● **TASK ITEM**
Please print the records below exactly as they are.

[Stored dataset items]
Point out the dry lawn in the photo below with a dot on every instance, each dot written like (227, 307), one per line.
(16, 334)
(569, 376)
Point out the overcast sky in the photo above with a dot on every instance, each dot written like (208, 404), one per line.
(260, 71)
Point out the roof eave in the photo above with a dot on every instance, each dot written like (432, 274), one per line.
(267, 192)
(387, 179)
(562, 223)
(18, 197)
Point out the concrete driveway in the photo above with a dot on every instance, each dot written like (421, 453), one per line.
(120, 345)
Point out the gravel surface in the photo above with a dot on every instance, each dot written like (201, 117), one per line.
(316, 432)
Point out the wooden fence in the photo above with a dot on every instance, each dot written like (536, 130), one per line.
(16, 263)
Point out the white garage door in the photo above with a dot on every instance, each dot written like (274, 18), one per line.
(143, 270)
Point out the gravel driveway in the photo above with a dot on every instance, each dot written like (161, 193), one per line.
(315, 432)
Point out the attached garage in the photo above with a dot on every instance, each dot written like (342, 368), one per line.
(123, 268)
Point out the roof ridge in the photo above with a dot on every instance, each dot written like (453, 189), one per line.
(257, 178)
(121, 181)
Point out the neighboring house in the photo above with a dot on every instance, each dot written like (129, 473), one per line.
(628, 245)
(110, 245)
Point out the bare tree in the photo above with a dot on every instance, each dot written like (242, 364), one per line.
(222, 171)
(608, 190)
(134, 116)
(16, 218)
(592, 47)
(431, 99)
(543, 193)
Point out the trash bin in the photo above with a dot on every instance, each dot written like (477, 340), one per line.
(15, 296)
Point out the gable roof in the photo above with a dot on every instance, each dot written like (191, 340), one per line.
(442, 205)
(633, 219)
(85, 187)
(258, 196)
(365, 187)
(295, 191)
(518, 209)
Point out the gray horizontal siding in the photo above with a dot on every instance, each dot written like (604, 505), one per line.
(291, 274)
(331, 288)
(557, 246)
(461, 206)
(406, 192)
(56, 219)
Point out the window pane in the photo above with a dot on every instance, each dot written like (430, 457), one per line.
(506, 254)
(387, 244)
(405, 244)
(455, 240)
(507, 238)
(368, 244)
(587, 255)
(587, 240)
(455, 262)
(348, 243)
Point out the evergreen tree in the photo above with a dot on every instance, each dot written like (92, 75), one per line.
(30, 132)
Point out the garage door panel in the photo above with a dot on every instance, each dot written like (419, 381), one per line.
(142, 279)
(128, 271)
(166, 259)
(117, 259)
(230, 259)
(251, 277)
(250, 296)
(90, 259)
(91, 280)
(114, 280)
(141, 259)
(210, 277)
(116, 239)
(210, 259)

● **RESULT**
Point out the dry lawn in the photo below with a dot on every instance, each dot written like (227, 307), one per line.
(16, 334)
(569, 376)
Point out the overcast sky in the photo above with a dot on every instance, each dot written like (208, 404), one per line.
(260, 71)
Point out the roof eave in the photo above with a dot on every instance, each dot written like (432, 274), one per line.
(267, 192)
(387, 179)
(562, 223)
(18, 197)
Point out the concrete driveway in the photo above with a dot on every instance, each dot written like (421, 453), one per line.
(120, 345)
Point out the gravel surface in the photo above with a dot on every instance, each dot written like (201, 117), one per line.
(316, 432)
Point out the wooden fence in the photo above with a dot on every instance, each dot written like (536, 130), one per line.
(16, 263)
Point out the white garage door in the photo above with a dot on every instance, each dot written like (274, 18), one per line.
(143, 270)
Point out the gravel driveway in the photo above with a dot on every instance, each dot written like (161, 193), one per line.
(315, 432)
Point out the attached garage in the photo above with a dot on every instance, each dot written like (342, 368), one per line.
(123, 268)
Point out the roof ridge in the photo above with a dot on every instance, each dot written like (453, 189), one per line.
(257, 178)
(121, 181)
Point out the neighboring house in the photo above with a dot on every instance, each dot written like (129, 473), one per line.
(628, 245)
(110, 245)
Point out the bare tree in the photo above with a dot on every instance, each dot written like (242, 364), one per line.
(222, 171)
(608, 190)
(134, 116)
(16, 218)
(592, 47)
(431, 99)
(543, 193)
Point out the trash bin in the photo above with a dot on every instance, each dot written like (477, 340), one per line.
(15, 296)
Point out the gable roof in the photo above with a dot on every instance, each dot written like (191, 340), one per line.
(442, 205)
(633, 219)
(85, 187)
(258, 196)
(365, 187)
(295, 191)
(518, 209)
Point out the gray horizontal siding in the photo above with a dot on every instance, each dot written like (604, 505), one per line.
(291, 274)
(331, 288)
(557, 246)
(461, 206)
(406, 192)
(56, 219)
Point out the window pane in the photo above with a dot on every instance, each dot written like (430, 457), one per line.
(506, 254)
(387, 244)
(405, 244)
(455, 240)
(507, 238)
(368, 244)
(587, 255)
(587, 240)
(455, 262)
(348, 243)
Point out the evergreen tree in the photo above with a dot on every instance, each dot written like (92, 75), one per line.
(30, 132)
Point out the garage door panel in the photo above with a dot on every instance, each dot written like (419, 381), one per line.
(142, 279)
(128, 271)
(166, 259)
(117, 259)
(230, 259)
(251, 277)
(250, 296)
(90, 259)
(91, 280)
(114, 280)
(141, 259)
(210, 277)
(116, 239)
(210, 259)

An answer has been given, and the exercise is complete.